## EXERCISE DESCRIPTION
Could you reproduce the data below with every "test set" replaced by "validation set" and nothing else changed?
******************************
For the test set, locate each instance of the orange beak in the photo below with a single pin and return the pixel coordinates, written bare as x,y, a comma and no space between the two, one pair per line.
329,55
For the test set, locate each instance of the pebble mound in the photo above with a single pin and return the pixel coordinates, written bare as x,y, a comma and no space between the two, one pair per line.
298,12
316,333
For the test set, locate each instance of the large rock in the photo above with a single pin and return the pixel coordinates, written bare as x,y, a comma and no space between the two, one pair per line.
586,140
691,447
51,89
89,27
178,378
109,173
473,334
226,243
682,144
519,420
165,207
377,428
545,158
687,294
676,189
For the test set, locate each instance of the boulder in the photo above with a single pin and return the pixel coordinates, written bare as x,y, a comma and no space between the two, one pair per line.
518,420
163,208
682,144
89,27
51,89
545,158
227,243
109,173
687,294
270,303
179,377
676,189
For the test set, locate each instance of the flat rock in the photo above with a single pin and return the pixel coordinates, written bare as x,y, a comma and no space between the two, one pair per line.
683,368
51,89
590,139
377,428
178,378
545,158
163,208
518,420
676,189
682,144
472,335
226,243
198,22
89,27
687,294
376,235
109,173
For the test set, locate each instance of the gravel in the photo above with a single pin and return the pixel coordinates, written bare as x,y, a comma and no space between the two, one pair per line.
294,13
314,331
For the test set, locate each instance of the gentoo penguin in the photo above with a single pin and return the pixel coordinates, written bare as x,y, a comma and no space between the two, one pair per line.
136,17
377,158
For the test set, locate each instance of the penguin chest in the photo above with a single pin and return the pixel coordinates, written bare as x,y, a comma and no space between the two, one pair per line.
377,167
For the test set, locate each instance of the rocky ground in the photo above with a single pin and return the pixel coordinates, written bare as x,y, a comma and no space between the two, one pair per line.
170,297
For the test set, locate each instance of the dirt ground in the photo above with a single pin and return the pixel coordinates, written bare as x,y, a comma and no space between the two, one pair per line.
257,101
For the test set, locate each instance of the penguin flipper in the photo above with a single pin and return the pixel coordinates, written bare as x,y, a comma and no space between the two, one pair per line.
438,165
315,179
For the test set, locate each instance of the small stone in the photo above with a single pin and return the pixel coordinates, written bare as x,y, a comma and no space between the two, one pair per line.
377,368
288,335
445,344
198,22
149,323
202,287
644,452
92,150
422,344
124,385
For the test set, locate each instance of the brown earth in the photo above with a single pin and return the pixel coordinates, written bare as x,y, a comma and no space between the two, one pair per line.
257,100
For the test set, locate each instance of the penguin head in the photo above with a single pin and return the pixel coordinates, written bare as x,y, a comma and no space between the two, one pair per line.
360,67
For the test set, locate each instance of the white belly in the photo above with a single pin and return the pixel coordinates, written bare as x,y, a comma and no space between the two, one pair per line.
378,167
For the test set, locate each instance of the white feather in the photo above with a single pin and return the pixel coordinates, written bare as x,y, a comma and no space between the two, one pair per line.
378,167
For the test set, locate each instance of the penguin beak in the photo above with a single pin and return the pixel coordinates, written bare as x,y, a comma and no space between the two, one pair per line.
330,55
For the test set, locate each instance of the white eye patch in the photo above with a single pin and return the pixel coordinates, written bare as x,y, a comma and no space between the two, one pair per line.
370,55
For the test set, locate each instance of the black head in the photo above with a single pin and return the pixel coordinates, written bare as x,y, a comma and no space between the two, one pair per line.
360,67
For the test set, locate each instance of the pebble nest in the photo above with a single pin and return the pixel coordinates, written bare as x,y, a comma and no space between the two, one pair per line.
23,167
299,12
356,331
******************************
## EXERCISE RESPONSE
For the validation set, locate each instance of the orange beak in the photo below with a single pin and return the pixel coordinates, written bare as x,y, a comma and no space between the two, one pair per line.
329,55
For the validation set, locate each instance of the pebble mound in the photo above with a single pin and return the pixel coordinates, written bare as x,y, a comma and no space between the two, one pair per line.
298,12
316,333
For the validation set, locate each instance of the large rock in the photo above with a single pin and return the pixel coordinates, written bare as x,y, a comma and no space between the two, one pair per line.
586,140
691,447
51,89
89,27
178,378
109,173
473,334
226,243
682,144
519,420
165,207
377,428
545,158
687,294
676,189
For the validation set, locate each instance of the boulder in the photo above with a single pin and return the pixel coordinates, written bare as x,y, a comma and no space between the two, one pair per line.
518,420
163,208
682,144
89,27
51,89
545,158
227,243
109,173
687,294
270,303
179,377
676,189
For the validation set, locate each instance of the flat rock in the photo above with a single pin and return the pixel coordinates, written bare as x,y, a comma and no space between the two, one pair per line.
683,368
51,89
590,139
377,428
178,378
545,158
163,208
518,420
676,189
682,144
472,335
226,243
198,22
89,27
687,294
376,235
109,173
For the validation set, locate each instance of the gravel in the photo above with a single pin and return the pixel coordinates, written bare as x,y, a comma and no space between the two, one pair per line.
294,13
314,331
For the validation set, locate each instance of the gentoo penguin in the photo above with a single pin and return the pixel coordinates, written bare as x,y, a comma and no space between the two, one pair per line.
136,17
377,158
For the validation set, locate each instance of the penguin chest in the photo above with a single pin and return the pixel coordinates, written bare as x,y, a comma and no space between the two, one pair per line.
377,167
For the validation set, locate each instance of the rocky ground in the photo above with a single pin and return the pixel coordinates, written bare as x,y, a comma and no space between the two, one pair per line.
170,297
For the validation set, locate each instance of the dirt ground in the photo above with a single pin and return the pixel coordinates, written bare as x,y, a comma and no space between the two, one pair per line.
257,101
For the validation set, locate each instance of the penguin flipper in the photo above with a single pin and return the pixel coordinates, written bare as x,y, a comma and no space between the two, one pair per line.
438,165
315,179
For the validation set, locate each instance of the small stone in the photo above with a single pin and return the pixel coordinates, written bare as x,y, a comma and no space between the two, one pair per line.
377,368
288,335
445,344
198,22
149,323
202,287
644,452
92,150
422,344
124,385
For the validation set, locate each instance of the brown earth in the photo above with a single pin and return the pixel coordinates, written bare as x,y, a comma and no space between the two, one pair per line.
257,100
For the validation set, locate each instance of the penguin head in the photo above with a single pin and return the pixel coordinates, written bare as x,y, a comma and no space between the two, one pair per line.
360,67
For the validation set, locate each instance of the white belly in the photo above with a single pin and return the pixel coordinates, written bare as x,y, a comma and no space between the two, one pair per line.
378,167
For the validation set, locate each instance of the white feather in the photo above with a single pin and return the pixel coordinates, written bare as x,y, a comma and no space between the two, one pair per line.
378,167
For the validation set, locate each instance of the penguin beak in the photo above with a single pin and return the pixel coordinates, written bare as x,y, a comma and no space between the two, one pair per line.
330,55
For the validation set, locate each instance of the white eye patch in the photo above with a single pin and return the pixel coordinates, written bare as x,y, a comma and no space between the two, one pair per line.
370,55
For the validation set, locate each instance of the black head in the photo above with a single pin and return the pixel coordinates, written bare as x,y, a comma and no space between the two, one pair per line.
360,67
For the validation set, locate each instance of the pebble nest in the photo above with a single pin and return the pixel coordinates, written bare as x,y, a comma and no space between the two, one pair per line.
23,167
299,12
356,331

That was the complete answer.